» EXERCISE INPUTS
◆ ◆ ◆ ◆ ◆

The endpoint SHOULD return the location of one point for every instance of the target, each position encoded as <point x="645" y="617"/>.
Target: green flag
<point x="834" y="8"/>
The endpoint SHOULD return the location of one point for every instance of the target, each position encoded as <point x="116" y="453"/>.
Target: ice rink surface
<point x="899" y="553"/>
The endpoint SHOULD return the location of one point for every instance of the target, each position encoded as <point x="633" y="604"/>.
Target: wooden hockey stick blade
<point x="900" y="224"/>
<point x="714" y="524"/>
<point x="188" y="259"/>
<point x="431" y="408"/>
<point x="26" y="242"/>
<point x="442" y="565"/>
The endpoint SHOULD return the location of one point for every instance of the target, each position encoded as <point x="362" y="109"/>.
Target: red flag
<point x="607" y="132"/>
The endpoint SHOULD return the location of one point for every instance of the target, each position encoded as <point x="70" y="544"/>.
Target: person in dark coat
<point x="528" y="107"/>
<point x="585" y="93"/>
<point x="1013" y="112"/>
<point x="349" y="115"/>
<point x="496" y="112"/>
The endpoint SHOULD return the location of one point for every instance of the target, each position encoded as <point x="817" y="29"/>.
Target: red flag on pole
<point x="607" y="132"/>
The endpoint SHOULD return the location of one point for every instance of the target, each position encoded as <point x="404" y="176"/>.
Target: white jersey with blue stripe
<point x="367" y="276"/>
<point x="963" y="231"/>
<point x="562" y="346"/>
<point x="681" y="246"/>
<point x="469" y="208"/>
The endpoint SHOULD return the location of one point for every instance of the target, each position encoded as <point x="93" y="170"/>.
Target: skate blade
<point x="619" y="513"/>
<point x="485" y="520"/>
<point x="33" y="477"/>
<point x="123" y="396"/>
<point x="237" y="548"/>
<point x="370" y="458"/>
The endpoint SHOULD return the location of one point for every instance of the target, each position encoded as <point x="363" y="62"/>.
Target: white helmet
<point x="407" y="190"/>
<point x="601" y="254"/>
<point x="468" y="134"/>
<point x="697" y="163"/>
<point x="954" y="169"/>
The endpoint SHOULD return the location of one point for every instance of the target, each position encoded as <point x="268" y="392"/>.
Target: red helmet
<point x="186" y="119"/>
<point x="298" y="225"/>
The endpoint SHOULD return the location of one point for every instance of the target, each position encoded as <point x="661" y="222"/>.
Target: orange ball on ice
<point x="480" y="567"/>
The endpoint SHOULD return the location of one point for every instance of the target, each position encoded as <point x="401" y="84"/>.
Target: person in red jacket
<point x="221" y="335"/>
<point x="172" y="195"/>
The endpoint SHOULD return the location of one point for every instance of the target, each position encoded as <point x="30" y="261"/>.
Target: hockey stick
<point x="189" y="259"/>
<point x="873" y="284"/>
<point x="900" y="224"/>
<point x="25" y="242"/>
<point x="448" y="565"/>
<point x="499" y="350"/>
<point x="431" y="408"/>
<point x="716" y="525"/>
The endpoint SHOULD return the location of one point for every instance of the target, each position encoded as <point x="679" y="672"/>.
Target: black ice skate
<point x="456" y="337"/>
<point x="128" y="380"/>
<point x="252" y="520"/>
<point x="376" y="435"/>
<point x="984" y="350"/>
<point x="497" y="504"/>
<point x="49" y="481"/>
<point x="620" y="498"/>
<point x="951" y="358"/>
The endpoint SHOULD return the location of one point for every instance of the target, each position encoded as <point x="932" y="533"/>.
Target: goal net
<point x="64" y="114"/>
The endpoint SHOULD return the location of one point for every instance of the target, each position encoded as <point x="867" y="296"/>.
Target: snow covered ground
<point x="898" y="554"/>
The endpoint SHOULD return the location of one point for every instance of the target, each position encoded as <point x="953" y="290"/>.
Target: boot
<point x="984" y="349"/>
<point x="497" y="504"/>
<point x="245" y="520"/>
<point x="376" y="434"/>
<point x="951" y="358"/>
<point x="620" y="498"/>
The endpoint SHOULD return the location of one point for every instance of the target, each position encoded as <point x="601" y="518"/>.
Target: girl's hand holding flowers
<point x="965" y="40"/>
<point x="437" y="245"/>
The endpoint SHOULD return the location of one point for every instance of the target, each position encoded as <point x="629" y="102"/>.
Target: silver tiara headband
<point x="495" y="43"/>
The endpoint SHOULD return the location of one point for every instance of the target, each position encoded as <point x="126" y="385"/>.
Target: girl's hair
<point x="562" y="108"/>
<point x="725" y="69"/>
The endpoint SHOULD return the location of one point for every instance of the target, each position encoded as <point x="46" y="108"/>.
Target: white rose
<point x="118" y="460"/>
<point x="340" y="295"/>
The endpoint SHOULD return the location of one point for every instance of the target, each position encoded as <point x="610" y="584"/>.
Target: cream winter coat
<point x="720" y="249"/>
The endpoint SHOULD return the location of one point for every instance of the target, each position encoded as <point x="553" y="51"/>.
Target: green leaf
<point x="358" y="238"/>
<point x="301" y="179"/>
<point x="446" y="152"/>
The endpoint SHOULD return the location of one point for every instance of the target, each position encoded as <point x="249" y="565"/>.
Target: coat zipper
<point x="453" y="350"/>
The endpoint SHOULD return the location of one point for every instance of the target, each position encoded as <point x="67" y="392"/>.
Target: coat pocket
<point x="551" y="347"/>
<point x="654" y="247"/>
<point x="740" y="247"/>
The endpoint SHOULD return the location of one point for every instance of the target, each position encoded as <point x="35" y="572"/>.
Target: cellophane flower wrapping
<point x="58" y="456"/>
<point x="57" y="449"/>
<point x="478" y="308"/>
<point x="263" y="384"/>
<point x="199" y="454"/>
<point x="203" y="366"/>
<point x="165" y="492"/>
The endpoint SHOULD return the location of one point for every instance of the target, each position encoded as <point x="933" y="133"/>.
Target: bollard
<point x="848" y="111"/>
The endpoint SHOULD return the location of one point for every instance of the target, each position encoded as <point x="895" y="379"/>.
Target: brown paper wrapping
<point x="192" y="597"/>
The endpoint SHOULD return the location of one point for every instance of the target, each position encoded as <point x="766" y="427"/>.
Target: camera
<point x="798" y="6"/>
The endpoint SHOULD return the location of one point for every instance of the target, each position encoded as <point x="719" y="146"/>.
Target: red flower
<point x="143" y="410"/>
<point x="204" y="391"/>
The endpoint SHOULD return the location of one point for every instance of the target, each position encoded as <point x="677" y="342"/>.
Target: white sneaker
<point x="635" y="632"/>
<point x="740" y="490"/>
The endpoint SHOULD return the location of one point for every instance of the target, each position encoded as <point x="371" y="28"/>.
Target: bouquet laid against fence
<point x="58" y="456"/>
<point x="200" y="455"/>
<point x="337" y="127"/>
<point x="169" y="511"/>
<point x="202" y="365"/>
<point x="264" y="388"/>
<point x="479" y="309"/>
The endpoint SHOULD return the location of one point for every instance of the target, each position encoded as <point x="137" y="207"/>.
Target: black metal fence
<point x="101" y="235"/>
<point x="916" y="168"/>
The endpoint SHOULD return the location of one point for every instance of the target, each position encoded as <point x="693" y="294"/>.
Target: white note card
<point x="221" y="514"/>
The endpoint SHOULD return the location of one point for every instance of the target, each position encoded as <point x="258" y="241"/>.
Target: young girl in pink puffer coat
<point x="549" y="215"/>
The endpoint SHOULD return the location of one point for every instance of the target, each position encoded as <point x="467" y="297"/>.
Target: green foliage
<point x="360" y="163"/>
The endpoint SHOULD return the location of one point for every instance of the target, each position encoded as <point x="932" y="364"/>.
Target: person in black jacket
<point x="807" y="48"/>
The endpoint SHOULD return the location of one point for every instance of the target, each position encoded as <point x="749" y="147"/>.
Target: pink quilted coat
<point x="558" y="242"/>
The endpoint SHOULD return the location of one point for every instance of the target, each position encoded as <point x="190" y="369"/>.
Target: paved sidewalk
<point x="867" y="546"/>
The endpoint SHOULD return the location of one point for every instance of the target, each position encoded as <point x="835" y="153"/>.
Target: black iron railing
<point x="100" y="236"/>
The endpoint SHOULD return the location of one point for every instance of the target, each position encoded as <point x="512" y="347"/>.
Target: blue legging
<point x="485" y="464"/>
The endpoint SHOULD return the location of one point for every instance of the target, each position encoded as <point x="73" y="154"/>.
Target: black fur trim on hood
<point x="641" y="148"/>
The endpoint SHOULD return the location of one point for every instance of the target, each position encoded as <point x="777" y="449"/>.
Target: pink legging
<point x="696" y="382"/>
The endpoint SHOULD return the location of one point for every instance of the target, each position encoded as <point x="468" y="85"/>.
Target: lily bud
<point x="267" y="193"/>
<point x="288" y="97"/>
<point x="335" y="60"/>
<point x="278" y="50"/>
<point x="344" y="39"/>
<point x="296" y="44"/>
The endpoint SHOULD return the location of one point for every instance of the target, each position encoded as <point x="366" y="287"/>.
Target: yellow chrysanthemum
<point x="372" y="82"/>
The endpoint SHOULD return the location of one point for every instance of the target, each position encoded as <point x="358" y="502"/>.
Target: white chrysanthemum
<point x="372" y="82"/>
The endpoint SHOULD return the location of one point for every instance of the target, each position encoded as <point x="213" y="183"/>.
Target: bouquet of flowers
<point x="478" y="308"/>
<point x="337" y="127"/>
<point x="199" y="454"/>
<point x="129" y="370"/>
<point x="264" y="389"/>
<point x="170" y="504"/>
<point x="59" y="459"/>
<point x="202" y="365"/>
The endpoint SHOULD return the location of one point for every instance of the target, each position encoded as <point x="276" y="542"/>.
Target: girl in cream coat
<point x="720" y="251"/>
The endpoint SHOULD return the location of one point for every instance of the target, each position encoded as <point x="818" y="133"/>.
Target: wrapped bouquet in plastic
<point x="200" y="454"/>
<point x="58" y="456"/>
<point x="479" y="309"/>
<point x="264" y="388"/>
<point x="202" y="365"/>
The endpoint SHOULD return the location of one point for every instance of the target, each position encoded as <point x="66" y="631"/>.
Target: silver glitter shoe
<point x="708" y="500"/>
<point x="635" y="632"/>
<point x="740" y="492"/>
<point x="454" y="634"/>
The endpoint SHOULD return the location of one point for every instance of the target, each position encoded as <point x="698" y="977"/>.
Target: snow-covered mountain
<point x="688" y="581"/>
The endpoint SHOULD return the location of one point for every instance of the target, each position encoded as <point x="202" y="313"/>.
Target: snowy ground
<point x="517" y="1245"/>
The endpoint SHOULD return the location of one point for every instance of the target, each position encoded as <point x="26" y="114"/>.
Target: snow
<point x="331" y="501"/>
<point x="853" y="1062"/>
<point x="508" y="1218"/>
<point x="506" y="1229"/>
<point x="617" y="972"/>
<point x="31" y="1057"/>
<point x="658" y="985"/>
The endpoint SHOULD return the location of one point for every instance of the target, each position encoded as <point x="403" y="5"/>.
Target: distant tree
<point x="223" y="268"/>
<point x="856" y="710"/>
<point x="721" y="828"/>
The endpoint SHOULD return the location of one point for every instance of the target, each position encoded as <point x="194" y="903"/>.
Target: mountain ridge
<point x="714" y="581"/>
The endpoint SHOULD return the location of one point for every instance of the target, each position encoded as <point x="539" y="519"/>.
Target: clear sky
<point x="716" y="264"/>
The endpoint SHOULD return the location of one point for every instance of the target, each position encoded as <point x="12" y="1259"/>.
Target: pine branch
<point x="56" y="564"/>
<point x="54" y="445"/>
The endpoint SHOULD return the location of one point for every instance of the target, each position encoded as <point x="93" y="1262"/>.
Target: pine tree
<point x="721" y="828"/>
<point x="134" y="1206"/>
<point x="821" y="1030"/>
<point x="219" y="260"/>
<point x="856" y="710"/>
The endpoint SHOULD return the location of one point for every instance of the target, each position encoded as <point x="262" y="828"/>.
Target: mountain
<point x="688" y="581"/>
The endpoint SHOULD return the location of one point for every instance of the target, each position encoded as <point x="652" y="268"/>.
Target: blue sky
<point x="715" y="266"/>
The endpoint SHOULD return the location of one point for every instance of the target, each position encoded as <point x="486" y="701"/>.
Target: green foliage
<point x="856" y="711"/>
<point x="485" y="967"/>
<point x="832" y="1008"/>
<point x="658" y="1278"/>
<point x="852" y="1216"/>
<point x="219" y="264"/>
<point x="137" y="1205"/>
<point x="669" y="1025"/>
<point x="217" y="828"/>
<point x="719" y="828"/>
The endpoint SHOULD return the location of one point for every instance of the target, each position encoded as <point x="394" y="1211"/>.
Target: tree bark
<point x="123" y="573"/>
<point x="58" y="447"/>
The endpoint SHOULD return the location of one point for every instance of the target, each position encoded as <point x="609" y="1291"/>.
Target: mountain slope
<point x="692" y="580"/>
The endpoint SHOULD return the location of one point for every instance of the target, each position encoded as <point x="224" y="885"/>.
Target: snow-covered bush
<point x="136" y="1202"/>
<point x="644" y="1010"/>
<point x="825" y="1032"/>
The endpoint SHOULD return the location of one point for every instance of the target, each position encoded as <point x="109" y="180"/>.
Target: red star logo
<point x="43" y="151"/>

◆ ◆ ◆ ◆ ◆

» EXERCISE DIRECTIONS
Return every line of the records that contains the string "flowers", matching case exactly.

» ANSWER FOR THE TASK
Target: girl's hand holding flowers
Target: bouquet of flowers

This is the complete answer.